### To do
Your task is to restate the data word for word.
+ + + + + + +
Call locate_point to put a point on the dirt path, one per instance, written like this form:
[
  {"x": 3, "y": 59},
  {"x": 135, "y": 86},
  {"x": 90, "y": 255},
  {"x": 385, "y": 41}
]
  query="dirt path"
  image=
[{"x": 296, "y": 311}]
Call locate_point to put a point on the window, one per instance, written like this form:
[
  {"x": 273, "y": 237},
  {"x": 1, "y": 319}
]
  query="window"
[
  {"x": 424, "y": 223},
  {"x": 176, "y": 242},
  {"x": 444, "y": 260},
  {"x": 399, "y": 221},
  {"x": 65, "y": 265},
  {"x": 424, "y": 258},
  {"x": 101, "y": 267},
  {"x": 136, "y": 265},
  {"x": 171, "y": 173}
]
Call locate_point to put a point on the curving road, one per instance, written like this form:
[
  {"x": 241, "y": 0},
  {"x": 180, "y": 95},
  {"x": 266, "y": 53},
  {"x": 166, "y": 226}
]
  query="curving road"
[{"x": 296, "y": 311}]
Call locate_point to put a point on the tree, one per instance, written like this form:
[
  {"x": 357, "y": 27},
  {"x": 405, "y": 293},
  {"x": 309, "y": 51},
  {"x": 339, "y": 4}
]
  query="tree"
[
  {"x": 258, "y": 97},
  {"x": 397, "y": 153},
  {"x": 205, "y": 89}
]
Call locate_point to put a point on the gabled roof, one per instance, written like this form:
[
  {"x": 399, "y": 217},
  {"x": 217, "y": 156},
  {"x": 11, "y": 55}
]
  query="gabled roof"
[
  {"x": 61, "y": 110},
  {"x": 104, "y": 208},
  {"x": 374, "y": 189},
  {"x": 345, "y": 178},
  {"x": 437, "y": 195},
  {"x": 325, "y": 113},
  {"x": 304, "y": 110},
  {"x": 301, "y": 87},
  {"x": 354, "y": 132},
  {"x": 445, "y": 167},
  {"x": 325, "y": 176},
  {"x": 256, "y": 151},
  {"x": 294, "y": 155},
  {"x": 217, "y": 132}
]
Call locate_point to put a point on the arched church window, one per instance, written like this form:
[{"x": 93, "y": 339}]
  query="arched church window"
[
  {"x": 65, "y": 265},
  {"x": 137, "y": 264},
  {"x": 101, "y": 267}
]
+ + + + + + +
### Result of this exercise
Call locate_point to put a point on the dirt path, one per instance, written like this form:
[
  {"x": 3, "y": 59},
  {"x": 135, "y": 86},
  {"x": 90, "y": 255},
  {"x": 385, "y": 41}
]
  query="dirt path"
  image=
[{"x": 296, "y": 311}]
Call locate_point to put a point on the window, one per instance, written like this form:
[
  {"x": 273, "y": 237},
  {"x": 1, "y": 319}
]
  query="window"
[
  {"x": 424, "y": 223},
  {"x": 176, "y": 242},
  {"x": 444, "y": 260},
  {"x": 399, "y": 221},
  {"x": 65, "y": 265},
  {"x": 424, "y": 258},
  {"x": 101, "y": 267},
  {"x": 136, "y": 265},
  {"x": 171, "y": 173}
]
Call locate_point to put a point on the curving road, one per instance, written like this form:
[
  {"x": 241, "y": 0},
  {"x": 180, "y": 95},
  {"x": 266, "y": 53},
  {"x": 166, "y": 226}
]
  query="curving road"
[{"x": 296, "y": 311}]
Call locate_point to put a point on the tree, one per instance, written like this form:
[
  {"x": 357, "y": 27},
  {"x": 405, "y": 293},
  {"x": 309, "y": 51},
  {"x": 339, "y": 4}
]
  query="tree"
[
  {"x": 258, "y": 97},
  {"x": 397, "y": 153},
  {"x": 205, "y": 89}
]
Call locate_point to put a point on the gabled roof, one per instance, written like this form:
[
  {"x": 399, "y": 217},
  {"x": 217, "y": 156},
  {"x": 11, "y": 55}
]
  query="gabled roof"
[
  {"x": 61, "y": 110},
  {"x": 104, "y": 208},
  {"x": 374, "y": 189},
  {"x": 345, "y": 178},
  {"x": 437, "y": 195},
  {"x": 325, "y": 113},
  {"x": 304, "y": 110},
  {"x": 301, "y": 87},
  {"x": 354, "y": 132},
  {"x": 445, "y": 167},
  {"x": 325, "y": 176},
  {"x": 256, "y": 151},
  {"x": 294, "y": 155},
  {"x": 217, "y": 132}
]
Call locate_point to put a point on the arched church window, one per instance, written like this form:
[{"x": 93, "y": 339}]
  query="arched church window"
[
  {"x": 65, "y": 265},
  {"x": 137, "y": 264},
  {"x": 101, "y": 267}
]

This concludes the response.